* _WRITTEN TASK_: Can you repeat, word for word, the passage of the poet interview that runs from "Aisle 228 is" up to and including "courage come from?"?

* _TEXT SEGMENT_:
►

We don’t expect an elevator pitch from a poet, but can you tell us about your work in 2-3 sentences?

 

Aisle 228 is about the 2016 Chicago Cubs, listening to baseball on the radio, and going to games with my father. The book highlights milestones across Major League Baseball of the past 50 years and culminates in the Cubs World Series win. Baseball fans any team will enjoy this title, along amateur historians and readers of literary nonfiction—it also makes an excellent gift! 

 

 

What boundaries did you break in the writing of this book? Where does that sort of courage come from?

 

Well, I’m not sure about breaking boundaries, but I know of many female sports fans who were also writers who never published work about sports. Maybe they wrote it but didn’t show it to anyone? Not sure. Marianne Moore and Annie Dillard come to mind as two of them. Many women have come up to me after readings or panels and said wow, I never thought of sharing my experience with sports—they mention that they aren’t really athletes or that there wasn’t a place for their voice in that sphere. Other sports fans have approached me and said they never liked poetry but they liked these poems. Conversely, others say they never thought of writing poems about sports, but after hearing mine they have a “tennis poem” in them or something, and that delights me!

 

Tell us a bit about the highs and lows of your book’s road to publication.

 

I started writing this book in 2013-2014. I work a 9-5 and wrote and edited this book on (short) winter and summer breaks and a few residencies I was lucky enough to get. It was rejected 100+ times. I went to trade publishers who didn’t know about poetry but liked the sports angle. I had an agent briefly until he realized that he couldn’t help me. I sent to dozens of contests only to hear from publishers “open to anything” that sports writing was definitely out. I heard it was too short. Sometimes I never heard back. I was told to self-publish dozens of times. I kept revising—every six months—trying to remember “every line must be a poem and the book itself should be one poem.”

◄

[Data collected]
►

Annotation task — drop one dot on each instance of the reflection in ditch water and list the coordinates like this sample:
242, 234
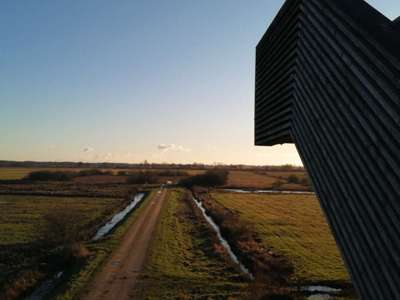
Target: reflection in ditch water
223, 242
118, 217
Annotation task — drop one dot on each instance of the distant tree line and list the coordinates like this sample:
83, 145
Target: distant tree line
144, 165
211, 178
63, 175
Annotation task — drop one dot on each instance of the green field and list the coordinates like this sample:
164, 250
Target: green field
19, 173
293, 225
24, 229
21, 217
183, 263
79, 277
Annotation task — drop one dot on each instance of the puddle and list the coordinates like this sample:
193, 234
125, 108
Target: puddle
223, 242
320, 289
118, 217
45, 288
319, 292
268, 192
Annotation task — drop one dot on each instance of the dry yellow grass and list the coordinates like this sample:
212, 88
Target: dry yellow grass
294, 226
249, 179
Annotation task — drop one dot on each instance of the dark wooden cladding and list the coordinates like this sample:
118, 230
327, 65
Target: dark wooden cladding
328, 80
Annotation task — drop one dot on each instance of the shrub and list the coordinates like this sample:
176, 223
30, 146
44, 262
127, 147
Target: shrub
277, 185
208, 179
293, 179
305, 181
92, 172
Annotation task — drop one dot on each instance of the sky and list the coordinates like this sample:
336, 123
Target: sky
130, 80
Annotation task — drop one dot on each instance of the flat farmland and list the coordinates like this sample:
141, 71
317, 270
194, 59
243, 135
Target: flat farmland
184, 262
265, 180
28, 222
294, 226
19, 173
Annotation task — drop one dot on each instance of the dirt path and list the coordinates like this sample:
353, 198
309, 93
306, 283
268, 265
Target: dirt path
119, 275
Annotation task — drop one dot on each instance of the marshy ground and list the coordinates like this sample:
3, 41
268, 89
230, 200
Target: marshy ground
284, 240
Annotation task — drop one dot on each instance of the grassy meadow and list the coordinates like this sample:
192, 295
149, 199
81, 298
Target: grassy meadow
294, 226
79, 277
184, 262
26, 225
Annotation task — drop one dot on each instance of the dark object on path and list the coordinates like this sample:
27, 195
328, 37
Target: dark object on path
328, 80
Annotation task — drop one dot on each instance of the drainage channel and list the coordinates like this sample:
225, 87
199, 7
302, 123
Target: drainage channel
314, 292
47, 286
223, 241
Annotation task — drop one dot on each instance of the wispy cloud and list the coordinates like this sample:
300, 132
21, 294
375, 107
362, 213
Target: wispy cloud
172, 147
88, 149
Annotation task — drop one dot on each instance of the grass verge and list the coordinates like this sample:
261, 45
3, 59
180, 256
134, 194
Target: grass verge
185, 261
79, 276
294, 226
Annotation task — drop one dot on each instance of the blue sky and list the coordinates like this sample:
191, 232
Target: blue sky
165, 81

◄
►

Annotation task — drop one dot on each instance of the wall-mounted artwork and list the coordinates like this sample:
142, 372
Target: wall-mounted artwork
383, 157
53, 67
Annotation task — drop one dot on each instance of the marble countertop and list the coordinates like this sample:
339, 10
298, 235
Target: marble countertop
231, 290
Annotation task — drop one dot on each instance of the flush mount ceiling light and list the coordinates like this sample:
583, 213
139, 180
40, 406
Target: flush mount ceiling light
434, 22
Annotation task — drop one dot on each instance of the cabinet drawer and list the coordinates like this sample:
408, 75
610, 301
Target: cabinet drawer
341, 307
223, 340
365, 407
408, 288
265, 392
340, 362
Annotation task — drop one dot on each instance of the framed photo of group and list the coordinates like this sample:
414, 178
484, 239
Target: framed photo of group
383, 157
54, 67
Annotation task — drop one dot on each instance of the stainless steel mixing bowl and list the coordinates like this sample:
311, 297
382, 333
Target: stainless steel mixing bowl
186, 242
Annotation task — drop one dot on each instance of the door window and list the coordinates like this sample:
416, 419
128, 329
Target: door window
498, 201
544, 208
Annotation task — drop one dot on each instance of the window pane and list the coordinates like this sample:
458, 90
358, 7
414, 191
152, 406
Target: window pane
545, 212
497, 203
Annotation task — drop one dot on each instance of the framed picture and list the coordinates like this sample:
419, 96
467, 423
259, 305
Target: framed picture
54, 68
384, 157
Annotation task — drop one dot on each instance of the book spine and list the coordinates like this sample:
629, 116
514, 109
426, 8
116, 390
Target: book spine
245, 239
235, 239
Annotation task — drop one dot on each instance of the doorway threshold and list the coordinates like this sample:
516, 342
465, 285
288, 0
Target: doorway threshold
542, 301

◄

* _WRITTEN REPLY_:
Aisle 228 is about the 2016 Chicago Cubs, listening to baseball on the radio, and going to games with my father. The book highlights milestones across Major League Baseball of the past 50 years and culminates in the Cubs World Series win. Baseball fans any team will enjoy this title, along amateur historians and readers of literary nonfiction—it also makes an excellent gift! 

 

 

What boundaries did you break in the writing of this book? Where does that sort of courage come from?